_Text passage_

----------------------------------------

The Historic Manhattan Casino will become home to a food hall.

Callaloo Group LLC, the business that leases the Manhattan Casino in south St. Petersburg, is on track with rent payments but has yet to meet the employment targets established in its agreement with the city.

The Manhattan Casino, on 22nd Street South in what was once a thriving main street in the city’s African American community, is a high-profile public-private partnership that highlights issues about economic and cultural inclusivity.

The city awarded a five-year lease to Callaloo Group in late 2017 to operate a restaurant, event space and performing music venue at the landmark building.

Former NFL star Vincent Jackson, vice president at Callaloo Group, addressing the St. Petersburg City Council

City council members who heard a progress report Thursday morning said they would be keeping a close eye on how the Callaloo Group was adhering to terms of its agreement. Former NFL star Vincent Jackson, Callaloo vice president, said the market is challenging, but the group continues to improve and adapt.

Deputy Mayor Kanika Tomalin called the entrepreneurs in the group “pioneers” who are looking far into the future.

“We’re very impressed with what they’ve accomplished in one year,” said Alan DeLisle, city development administrator. “Almost all of the requirements have been adhered to … It’s not just the money, are we making a profit or not. We put a lot in there and most operators would probably pass in these situations, but these folks did not.”

Overall, the first year of operations has gone well, Ramon Hernandez, president of Callaloo, told City Council members Thursday.

Between March 18, 2018 and Feb. 19, 2019, the group posted gross sales of $673,769 and paid $50,000 in rent, a report presented to the council said. The rent has been paid as required by  the contract, DeLisle said.

The business had 16 employees as of Nov. 30, short of the 25 full-time workers called for in the agreement.  However, 46 percent of its employees, or seven workers, live in the South St. Petersburg Community Redevelopment Area, nearly twice the percentage of CRA residents the agreement specified.

The deal with the city also required Callaloo undertake an employee development program that would lead to at least four workers who live in the CRA being offered an ownership stake within five years. That’s a goal in progress.

----------------------------------------

_Supplied records_
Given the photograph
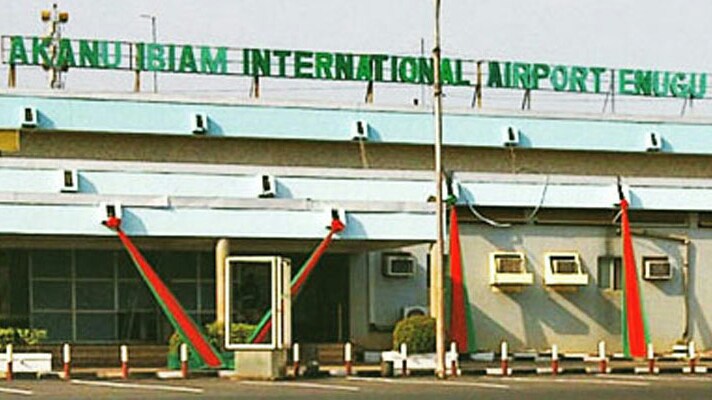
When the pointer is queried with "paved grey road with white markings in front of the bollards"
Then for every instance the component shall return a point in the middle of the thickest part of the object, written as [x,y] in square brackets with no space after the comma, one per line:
[545,388]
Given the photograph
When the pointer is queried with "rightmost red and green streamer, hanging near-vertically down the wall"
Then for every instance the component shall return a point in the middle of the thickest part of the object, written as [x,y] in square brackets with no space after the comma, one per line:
[633,320]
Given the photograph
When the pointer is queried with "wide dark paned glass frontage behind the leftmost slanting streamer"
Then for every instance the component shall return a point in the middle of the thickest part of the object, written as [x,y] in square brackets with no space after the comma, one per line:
[99,296]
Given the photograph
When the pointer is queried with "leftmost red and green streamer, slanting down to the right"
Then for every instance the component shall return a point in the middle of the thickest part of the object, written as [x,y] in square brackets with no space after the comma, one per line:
[187,329]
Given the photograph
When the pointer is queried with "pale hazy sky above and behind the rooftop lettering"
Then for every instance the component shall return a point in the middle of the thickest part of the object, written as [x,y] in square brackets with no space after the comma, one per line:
[652,34]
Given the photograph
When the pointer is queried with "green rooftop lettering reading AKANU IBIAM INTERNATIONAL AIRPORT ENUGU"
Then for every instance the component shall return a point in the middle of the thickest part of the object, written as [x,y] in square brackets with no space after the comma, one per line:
[335,66]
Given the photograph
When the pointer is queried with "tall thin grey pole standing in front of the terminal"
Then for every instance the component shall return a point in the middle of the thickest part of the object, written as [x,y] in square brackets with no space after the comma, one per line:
[438,274]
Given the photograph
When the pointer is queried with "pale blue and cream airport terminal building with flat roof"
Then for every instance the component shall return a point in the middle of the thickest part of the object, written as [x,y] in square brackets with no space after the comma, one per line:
[196,180]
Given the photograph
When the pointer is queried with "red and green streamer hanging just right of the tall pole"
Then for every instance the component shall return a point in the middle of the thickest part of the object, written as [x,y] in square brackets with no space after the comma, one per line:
[462,330]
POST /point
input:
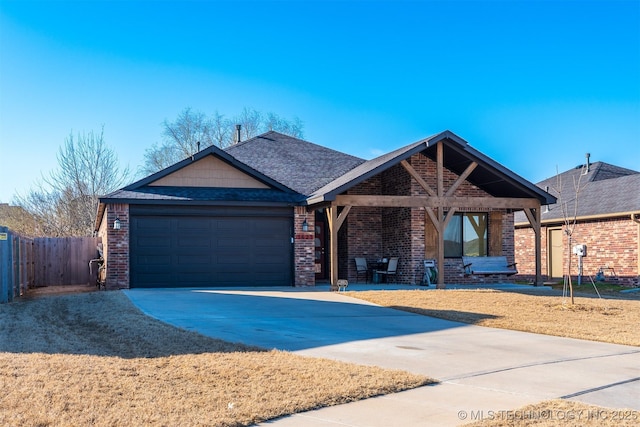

----------------------------------------

_Assignment_
Continue the text about the Manhattan Casino lease from where it stops.

_Output of the task_
“Two prospects in training for future ownership stakes were dismissed for improper behavior. Tenant indicates that it will work for find additional  candidates for these opportunities,” the report to the council said.

Council member Steve Kornell said he understands circumstances happen, but he will be keeping a close eye on that provision.

“I don’t want to hear in Year Five any reason why there’s not ownership for some members of the CRA community as is in the contract,” Kornell said.

For council members Lisa Wheeler-Bowen and Darden Rice, a key focus is preserving the musical and cultural legacy of the Manhattan Casino, which hosted some of the country’s greatest blues singers during segregation.

The Manhattan remains one of the premier music venues in St. Petersburg, Jackson said.

But the Manhattan is a “destination location,” that doesn’t draw the foot traffic of businesses on Central Avenue or in the Edge District, he said.

“There’s been talk before about development happening around us, which is still underway,” Jackson said. “Getting the traffic, getting residential around us and getting commercial space around us, all those things are part of the vision that we had when we put the plan together and fulfilling the five-year proposal, and we still plan to do so.”

The terms outlined in the lease should not be considered “aspirational goals,” said city council member Amy Foster.

“These are promises to the citizens,” she said.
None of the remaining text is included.